*Source text*.
···
- Born: 1960 (age 65–66) Nagaon, Assam, India
- Education: Indian Institute of Technology, Kharagpur (B.Tech., 1982) University of Saskatchewan(M.Sc., 1984) University of Pennsylvania(M.S., 1988; Ph.D., 1990)
- Scientific career
- Fields: Computer Science, Computational Linguistics, Natural Language Processing
- Workplaces: University of Colorado, Colorado Springs (1990 - present) Tezpur University, Assam, India (Adjunct Professor)(2019 - )
- Doctoral advisor: Norman Badler
- Website: cs.uccs.edu/~jkalita/

= Jugal Kalita =

Professor of Computer Science at the University of Colorado Springs

Jugal Kalita is a Chair professor of computer science at the College of Engineering and Applied Science within the University of Colorado, Colorado Springs (UCCS).
···
(Stored dataset items)

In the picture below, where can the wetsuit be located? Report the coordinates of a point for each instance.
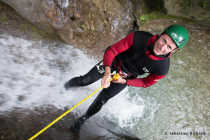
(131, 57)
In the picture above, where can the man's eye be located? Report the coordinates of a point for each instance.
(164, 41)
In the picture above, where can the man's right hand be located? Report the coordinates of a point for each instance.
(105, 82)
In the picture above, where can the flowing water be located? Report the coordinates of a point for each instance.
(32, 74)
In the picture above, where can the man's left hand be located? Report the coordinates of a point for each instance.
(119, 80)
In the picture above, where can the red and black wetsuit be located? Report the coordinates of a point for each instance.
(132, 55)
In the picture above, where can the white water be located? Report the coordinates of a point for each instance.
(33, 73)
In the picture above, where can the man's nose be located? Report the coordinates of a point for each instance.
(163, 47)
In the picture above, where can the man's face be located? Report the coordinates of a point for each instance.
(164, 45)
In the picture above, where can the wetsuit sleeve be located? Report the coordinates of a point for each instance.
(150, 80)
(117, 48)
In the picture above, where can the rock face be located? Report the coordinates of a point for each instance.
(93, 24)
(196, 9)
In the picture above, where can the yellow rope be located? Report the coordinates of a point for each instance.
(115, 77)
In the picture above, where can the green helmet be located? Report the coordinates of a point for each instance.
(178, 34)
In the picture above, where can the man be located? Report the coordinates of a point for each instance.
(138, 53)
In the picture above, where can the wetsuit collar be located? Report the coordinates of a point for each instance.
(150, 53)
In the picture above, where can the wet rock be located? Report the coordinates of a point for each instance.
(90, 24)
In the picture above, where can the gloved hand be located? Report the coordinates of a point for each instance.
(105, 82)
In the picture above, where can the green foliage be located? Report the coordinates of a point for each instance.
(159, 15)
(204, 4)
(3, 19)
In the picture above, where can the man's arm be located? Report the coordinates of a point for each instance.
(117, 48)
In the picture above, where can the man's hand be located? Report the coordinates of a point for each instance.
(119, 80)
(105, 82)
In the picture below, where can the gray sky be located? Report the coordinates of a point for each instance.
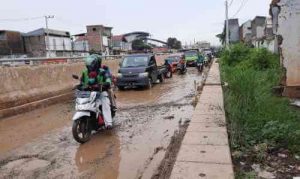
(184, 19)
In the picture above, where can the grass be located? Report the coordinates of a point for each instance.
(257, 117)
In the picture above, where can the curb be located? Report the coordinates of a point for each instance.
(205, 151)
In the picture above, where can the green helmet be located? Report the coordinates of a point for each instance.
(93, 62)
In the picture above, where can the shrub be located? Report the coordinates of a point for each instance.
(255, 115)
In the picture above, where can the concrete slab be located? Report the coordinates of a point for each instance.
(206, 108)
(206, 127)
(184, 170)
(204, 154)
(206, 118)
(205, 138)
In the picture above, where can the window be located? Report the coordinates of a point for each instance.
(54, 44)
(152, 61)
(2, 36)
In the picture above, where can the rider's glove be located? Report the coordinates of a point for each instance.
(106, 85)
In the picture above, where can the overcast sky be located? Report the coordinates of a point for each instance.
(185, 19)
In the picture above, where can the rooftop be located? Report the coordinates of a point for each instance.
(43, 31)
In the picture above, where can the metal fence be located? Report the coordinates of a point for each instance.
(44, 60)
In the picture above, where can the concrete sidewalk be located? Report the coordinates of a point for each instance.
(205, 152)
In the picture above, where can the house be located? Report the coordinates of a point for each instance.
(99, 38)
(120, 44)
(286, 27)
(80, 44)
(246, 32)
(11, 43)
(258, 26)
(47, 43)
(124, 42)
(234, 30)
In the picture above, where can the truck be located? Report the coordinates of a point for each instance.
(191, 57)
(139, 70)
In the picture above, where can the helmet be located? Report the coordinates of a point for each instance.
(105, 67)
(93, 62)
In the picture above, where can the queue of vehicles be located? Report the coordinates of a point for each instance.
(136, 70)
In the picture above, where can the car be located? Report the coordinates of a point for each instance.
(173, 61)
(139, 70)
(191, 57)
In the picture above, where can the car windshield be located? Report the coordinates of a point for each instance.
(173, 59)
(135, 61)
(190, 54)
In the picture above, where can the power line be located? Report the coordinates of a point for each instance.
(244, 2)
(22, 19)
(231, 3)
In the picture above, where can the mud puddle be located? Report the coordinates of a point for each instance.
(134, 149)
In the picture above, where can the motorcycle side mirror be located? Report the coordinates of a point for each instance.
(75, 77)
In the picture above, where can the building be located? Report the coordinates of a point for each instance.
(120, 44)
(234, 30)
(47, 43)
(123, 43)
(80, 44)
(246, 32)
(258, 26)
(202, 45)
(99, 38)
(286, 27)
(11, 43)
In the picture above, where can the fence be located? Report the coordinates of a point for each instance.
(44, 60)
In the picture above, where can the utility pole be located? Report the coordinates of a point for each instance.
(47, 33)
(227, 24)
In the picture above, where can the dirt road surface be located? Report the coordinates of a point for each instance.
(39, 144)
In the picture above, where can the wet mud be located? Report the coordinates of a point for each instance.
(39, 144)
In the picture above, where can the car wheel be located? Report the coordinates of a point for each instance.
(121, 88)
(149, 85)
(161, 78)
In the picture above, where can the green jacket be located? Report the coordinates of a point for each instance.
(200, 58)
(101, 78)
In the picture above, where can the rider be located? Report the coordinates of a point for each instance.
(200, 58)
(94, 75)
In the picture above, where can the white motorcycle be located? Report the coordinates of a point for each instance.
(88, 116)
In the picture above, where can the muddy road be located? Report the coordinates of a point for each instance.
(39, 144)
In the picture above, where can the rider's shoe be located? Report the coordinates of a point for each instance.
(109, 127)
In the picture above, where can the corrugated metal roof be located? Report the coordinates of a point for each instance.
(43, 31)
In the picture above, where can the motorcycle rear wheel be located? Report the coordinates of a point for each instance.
···
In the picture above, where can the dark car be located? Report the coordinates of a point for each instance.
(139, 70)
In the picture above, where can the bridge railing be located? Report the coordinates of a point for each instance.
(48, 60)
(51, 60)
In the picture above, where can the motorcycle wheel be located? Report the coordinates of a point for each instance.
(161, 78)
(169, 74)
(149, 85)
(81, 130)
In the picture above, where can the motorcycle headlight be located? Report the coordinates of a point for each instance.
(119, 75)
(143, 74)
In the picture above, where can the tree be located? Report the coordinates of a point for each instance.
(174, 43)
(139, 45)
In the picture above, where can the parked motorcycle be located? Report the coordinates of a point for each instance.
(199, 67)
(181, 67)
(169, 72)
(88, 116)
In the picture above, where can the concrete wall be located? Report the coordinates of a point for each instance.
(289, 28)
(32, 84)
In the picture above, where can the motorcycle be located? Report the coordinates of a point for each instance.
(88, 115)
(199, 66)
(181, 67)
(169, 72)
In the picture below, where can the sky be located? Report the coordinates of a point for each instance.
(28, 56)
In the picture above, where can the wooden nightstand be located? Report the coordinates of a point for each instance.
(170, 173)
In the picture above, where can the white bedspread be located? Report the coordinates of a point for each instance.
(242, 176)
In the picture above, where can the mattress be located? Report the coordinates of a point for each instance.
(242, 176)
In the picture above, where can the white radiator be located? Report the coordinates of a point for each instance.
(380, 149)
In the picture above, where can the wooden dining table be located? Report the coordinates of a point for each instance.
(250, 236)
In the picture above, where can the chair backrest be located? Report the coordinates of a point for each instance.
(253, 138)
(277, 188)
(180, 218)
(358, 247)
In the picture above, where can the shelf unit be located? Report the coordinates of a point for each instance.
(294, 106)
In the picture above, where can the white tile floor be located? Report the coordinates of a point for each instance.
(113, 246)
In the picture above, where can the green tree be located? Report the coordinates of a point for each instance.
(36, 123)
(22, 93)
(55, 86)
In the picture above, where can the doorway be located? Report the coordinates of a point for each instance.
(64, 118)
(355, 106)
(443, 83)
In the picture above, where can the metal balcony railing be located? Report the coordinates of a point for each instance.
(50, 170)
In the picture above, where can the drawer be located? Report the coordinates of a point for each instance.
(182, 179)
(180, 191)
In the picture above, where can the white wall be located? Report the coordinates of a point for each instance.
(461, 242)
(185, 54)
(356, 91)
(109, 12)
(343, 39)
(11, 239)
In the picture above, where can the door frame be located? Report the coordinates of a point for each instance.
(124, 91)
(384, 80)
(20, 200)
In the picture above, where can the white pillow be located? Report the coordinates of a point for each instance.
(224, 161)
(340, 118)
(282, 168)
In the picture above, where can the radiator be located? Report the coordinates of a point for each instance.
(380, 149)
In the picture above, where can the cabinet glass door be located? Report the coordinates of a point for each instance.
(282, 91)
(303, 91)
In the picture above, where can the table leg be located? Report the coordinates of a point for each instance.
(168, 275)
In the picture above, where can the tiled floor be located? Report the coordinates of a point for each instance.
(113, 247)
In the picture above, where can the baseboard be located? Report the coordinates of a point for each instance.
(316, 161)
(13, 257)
···
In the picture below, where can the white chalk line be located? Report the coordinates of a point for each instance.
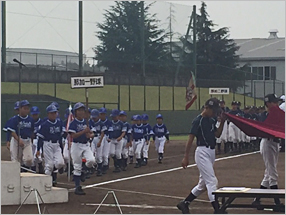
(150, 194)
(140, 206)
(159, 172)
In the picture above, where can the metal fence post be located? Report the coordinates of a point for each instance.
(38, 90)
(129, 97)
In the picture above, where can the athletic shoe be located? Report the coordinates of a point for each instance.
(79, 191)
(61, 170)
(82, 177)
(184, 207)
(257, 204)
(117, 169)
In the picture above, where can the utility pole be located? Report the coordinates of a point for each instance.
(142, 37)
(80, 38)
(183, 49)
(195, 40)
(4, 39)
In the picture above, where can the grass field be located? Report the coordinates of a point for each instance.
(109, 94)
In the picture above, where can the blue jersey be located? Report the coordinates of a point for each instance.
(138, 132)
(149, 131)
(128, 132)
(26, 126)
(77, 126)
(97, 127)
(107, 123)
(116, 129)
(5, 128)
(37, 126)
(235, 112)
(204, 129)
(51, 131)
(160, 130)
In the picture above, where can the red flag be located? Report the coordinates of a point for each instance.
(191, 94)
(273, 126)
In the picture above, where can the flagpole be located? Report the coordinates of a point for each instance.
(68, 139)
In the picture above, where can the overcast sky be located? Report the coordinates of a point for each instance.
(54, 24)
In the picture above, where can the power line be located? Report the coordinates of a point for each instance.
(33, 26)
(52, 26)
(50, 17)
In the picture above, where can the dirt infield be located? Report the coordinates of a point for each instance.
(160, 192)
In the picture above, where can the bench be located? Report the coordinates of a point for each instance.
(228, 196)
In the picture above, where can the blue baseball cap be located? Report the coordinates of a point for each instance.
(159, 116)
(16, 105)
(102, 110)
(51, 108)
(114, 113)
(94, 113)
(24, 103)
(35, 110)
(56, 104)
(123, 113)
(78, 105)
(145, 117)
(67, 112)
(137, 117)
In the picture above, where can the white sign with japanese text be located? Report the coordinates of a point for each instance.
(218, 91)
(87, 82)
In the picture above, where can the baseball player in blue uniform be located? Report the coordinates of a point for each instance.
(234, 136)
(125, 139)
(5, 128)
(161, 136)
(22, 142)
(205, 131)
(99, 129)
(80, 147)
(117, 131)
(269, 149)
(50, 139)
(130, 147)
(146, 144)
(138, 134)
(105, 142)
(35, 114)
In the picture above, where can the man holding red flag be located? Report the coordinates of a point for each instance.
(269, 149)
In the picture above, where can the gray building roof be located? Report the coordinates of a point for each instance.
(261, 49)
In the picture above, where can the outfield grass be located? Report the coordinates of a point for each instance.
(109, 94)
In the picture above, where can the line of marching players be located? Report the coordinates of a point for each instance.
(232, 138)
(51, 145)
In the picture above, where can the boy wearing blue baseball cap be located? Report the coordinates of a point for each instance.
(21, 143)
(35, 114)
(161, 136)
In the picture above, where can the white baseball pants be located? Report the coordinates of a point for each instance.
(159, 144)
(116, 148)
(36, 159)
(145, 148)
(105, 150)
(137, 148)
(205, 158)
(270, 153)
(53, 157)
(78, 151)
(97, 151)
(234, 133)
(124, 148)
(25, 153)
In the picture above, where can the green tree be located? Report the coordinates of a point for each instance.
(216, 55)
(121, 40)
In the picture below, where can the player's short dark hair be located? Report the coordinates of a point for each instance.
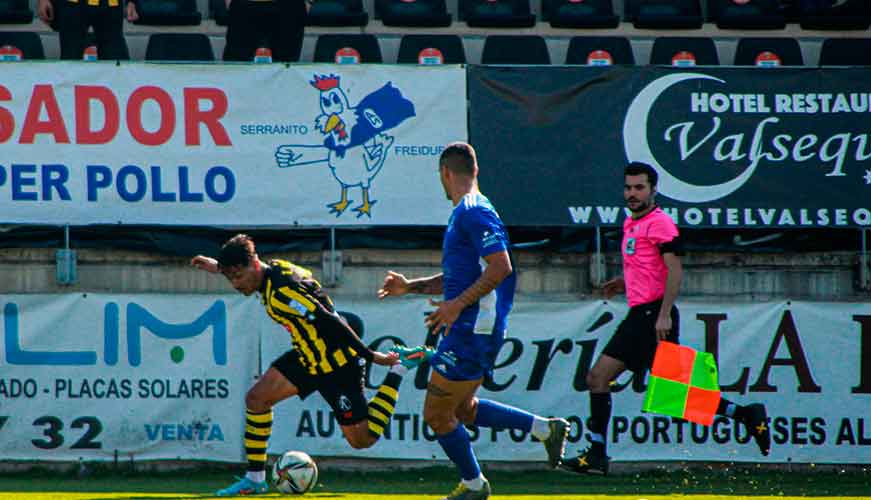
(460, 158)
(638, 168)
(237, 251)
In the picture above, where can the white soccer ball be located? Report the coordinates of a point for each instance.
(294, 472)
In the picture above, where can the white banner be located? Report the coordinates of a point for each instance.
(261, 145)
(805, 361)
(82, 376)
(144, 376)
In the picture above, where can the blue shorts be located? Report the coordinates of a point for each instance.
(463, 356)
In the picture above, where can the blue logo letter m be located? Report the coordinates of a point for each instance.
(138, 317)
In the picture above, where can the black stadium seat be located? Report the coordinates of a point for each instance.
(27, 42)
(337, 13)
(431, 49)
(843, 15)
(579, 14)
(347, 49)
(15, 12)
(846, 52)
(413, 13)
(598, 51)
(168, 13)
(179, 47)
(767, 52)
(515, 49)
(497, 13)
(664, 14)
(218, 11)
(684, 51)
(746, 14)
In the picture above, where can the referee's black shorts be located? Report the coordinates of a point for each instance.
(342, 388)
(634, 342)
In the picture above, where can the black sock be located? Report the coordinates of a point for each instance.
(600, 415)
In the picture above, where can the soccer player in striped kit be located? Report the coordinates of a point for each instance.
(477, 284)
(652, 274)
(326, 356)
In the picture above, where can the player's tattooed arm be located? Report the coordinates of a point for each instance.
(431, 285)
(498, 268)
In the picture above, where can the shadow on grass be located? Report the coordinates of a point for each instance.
···
*Task to carry out*.
Copy word for word the part of the Jugal Kalita profile that begins at "- Born: 1960" and stops after "1988; Ph.D., 1990)".

*Result of the task*.
- Born: 1960 (age 65–66) Nagaon, Assam, India
- Education: Indian Institute of Technology, Kharagpur (B.Tech., 1982) University of Saskatchewan(M.Sc., 1984) University of Pennsylvania(M.S., 1988; Ph.D., 1990)